### Directions
Please copy out the report on electricity leaks at ATMs in Ho Chi Minh City word for word, from its first sentence to its last.

### Text under study
______________________________
Ho Chi Minh City this week cut off power supply to 121 automated teller machines (ATM) which were found leaking electricity in an inspection launched after a 10-year-old girl died of electrocution in District 1 on April 1.
The HCMC Power Corporation's three-day investigation starting on April 3 covered some 1,330 ATM booths. The investigation found up to one-fourth of 121 machines had power leaks of 100-120V in their keyboards and the surface of the machine. It was not explained how such high levels of leakage at so many booths passed unnoticed for so long.
Others' leaks were measured at 50-60V which usually just caused mild shocks, but could be fatal if users come in contact with the machines when they are wet with either perspiration or rain, said Vu Manh Hai, vice director of Tan Binh Power Company, which operates under the corporation.
Hai said the leaks came from the improper installation of electrical systems inside the machines and a lack of grounding (also known as earthing, where an electrical circuit or appliance is connected to the ground so that current is carried away safely in the event of a fault).
It was, therefore, easy for metal keyboards and containers to shock customers, Hai said.
Most ATMs in Vietnam are designed in accordance with international standards and include instructions to bury ground wires two meters underground, but very few of them were set up properly, according to several experts.
Machines at shopping centers, supermarkets and restaurants don't have ground wires at all, as builders don't want to upset underground works already existing in the areas, they said.
In a recent interview with the Tuoi Tre newspaper, Le Huynh Ha, head of Vietcombank (Bank for Foreign Trade of Vietnam)'s ATM services management department, also complained about difficulties in obtaining approval to erect ground poles at ATM booths from buildings where they were located.
Meanwhile, imported ATMs leaked electricity, which explained why they used three-leg plugs, which are not commonly used in Vietnam, Ha said.
So, they had to cut off one leg when installing the machines, and without the grounding, they could not get rid of the leakage, he added.
______________________________
### Available data
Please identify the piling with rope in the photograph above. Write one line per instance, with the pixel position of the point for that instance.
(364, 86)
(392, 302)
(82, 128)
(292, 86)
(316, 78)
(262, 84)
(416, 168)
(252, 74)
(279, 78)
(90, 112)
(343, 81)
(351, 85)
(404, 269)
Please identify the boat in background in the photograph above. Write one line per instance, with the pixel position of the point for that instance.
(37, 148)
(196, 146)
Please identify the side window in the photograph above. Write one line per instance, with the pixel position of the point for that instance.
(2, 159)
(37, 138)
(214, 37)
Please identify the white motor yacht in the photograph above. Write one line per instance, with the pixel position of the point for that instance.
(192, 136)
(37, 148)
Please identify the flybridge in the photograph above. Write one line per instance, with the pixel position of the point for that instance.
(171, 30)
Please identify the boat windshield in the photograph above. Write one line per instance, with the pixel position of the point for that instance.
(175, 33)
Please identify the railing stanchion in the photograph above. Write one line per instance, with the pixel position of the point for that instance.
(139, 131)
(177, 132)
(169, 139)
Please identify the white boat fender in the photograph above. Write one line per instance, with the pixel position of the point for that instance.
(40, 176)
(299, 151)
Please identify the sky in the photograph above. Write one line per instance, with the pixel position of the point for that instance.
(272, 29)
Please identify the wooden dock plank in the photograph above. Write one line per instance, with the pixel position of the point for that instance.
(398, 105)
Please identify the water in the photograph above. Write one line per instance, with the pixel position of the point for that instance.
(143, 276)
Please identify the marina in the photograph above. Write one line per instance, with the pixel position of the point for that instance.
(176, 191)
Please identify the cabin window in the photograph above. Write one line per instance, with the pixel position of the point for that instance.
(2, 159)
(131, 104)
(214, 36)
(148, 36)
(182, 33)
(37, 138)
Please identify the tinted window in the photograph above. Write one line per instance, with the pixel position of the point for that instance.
______________________________
### Solution below
Ho Chi Minh City this week cut off power supply to 121 automated teller machines (ATM) which were found leaking electricity in an inspection launched after a 10-year-old girl died of electrocution in District 1 on April 1.
The HCMC Power Corporation's three-day investigation starting on April 3 covered some 1,330 ATM booths. The investigation found up to one-fourth of 121 machines had power leaks of 100-120V in their keyboards and the surface of the machine. It was not explained how such high levels of leakage at so many booths passed unnoticed for so long.
Others' leaks were measured at 50-60V which usually just caused mild shocks, but could be fatal if users come in contact with the machines when they are wet with either perspiration or rain, said Vu Manh Hai, vice director of Tan Binh Power Company, which operates under the corporation.
Hai said the leaks came from the improper installation of electrical systems inside the machines and a lack of grounding (also known as earthing, where an electrical circuit or appliance is connected to the ground so that current is carried away safely in the event of a fault).
It was, therefore, easy for metal keyboards and containers to shock customers, Hai said.
Most ATMs in Vietnam are designed in accordance with international standards and include instructions to bury ground wires two meters underground, but very few of them were set up properly, according to several experts.
Machines at shopping centers, supermarkets and restaurants don't have ground wires at all, as builders don't want to upset underground works already existing in the areas, they said.
In a recent interview with the Tuoi Tre newspaper, Le Huynh Ha, head of Vietcombank (Bank for Foreign Trade of Vietnam)'s ATM services management department, also complained about difficulties in obtaining approval to erect ground poles at ATM booths from buildings where they were located.
Meanwhile, imported ATMs leaked electricity, which explained why they used three-leg plugs, which are not commonly used in Vietnam, Ha said.
So, they had to cut off one leg when installing the machines, and without the grounding, they could not get rid of the leakage, he added.